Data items
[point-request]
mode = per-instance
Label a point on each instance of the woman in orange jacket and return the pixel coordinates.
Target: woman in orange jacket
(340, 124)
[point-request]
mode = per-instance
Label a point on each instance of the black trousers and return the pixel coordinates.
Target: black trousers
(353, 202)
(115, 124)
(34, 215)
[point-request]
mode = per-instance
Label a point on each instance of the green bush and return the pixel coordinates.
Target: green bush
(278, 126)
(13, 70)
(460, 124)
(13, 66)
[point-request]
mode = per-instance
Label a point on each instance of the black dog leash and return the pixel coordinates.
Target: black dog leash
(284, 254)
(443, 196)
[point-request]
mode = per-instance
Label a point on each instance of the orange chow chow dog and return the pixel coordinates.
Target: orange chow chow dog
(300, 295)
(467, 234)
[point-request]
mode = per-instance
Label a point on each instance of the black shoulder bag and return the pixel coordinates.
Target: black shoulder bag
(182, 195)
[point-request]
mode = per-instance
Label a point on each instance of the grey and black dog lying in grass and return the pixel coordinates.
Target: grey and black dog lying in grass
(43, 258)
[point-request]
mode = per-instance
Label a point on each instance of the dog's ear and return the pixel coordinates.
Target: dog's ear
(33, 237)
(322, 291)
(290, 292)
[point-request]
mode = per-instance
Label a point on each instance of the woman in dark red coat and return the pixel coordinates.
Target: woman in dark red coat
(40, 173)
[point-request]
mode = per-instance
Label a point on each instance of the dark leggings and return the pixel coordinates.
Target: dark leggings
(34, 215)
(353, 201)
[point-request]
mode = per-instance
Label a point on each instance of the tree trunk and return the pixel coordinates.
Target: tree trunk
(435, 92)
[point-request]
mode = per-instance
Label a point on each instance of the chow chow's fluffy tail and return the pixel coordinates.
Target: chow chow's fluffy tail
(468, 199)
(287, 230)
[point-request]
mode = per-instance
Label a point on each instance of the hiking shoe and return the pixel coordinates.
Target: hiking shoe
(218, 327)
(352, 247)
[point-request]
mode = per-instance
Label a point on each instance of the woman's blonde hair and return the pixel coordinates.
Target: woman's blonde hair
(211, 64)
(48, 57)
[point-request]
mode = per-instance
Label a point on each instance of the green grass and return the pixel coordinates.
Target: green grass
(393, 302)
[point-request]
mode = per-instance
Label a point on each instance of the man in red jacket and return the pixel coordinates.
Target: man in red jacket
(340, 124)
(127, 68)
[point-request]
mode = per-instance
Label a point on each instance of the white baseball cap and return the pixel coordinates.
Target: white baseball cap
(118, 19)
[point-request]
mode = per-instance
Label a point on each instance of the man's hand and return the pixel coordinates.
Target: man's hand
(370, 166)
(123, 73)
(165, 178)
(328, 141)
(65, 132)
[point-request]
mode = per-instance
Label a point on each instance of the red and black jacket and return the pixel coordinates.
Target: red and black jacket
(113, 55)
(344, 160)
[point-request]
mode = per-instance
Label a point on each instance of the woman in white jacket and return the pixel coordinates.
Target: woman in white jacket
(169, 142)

[Task instructions] An exact copy of all the records above is needed.

[Written answer]
[point-request]
mode = per-instance
Label a point on each instance of the woman in orange jacket and return the pixel coordinates.
Target: woman in orange jacket
(340, 124)
[point-request]
mode = per-instance
Label a point on each instance of the black trousers and return the pixel coordinates.
Target: black trousers
(353, 202)
(115, 124)
(34, 215)
[point-request]
mode = per-instance
Label a point on each instance of the green bush and return the pixel coordinates.
Target: green bush
(278, 126)
(13, 70)
(460, 124)
(13, 66)
[point-request]
mode = per-instance
Label a point on each instance of the black dog leash and return the pixel coordinates.
Target: black dog leash
(284, 254)
(443, 196)
[point-request]
mode = per-instance
Label a point on each instance of the orange chow chow dog and return the pixel coordinates.
Target: orange chow chow dog
(300, 295)
(467, 234)
[point-request]
mode = per-instance
Label a point on each instance of the black shoulder bag and return the pixel coordinates.
Target: black shoulder bag
(182, 195)
[point-request]
mode = per-instance
Label a point on each instance of the grey and black dog lying in grass and return the pixel coordinates.
Target: grey and black dog lying in grass
(43, 258)
[point-request]
mode = per-instance
Label a point on each instance of the dog's ear and return the pixel coordinates.
Target: dog's ear
(33, 237)
(322, 291)
(290, 292)
[point-request]
mode = per-instance
Label a point on each instance of the woman in dark red coat and return the pixel coordinates.
Target: woman in dark red coat
(40, 173)
[point-request]
mode = per-instance
Label a point on each instance of the dark leggings and return the pixel coordinates.
Target: dark leggings
(34, 215)
(353, 201)
[point-request]
mode = per-instance
Label a point on each instance of the tree trunk and return the pixel coordinates.
Target: tree trunk
(435, 92)
[point-request]
mode = per-instance
Label a point on each instance of the chow chow's fluffy tail and return the pixel coordinates.
Target: chow chow's fluffy tail
(468, 199)
(287, 230)
[point-request]
mode = per-instance
Label a point on each instance of the hiking shoe and return the pixel coordinates.
Target: hiking shoe
(218, 327)
(352, 247)
[point-request]
mode = per-instance
Label a point on each instance of the woman's blonde hair and return the pixel coordinates.
Target: woman's blonde hair
(211, 64)
(48, 57)
[point-request]
mode = per-instance
Label a point on each instance of the green grass and return the pixel coordinates.
Target: green grass
(393, 302)
[point-request]
mode = per-instance
Label a point on each instance of the man in red jacket and return the pixel coordinates.
Target: man in red jacket
(340, 124)
(127, 68)
[point-request]
mode = per-instance
Label a point on each instance of the white baseball cap and return the pixel coordinates.
Target: white baseball cap
(118, 19)
[point-request]
mode = per-instance
Label a point on each instance of the man's hand and return the pixel coordinates.
Target: man's hand
(370, 166)
(123, 73)
(165, 178)
(328, 141)
(65, 132)
[point-request]
mode = per-instance
Label a point on each instance of the red and black jacket and return the pixel coordinates.
Target: red and black jacket
(113, 55)
(344, 160)
[point-request]
mode = per-instance
Label a point on each instance of the woman in white jacket and return the pixel coordinates.
Target: woman in white jacket
(169, 142)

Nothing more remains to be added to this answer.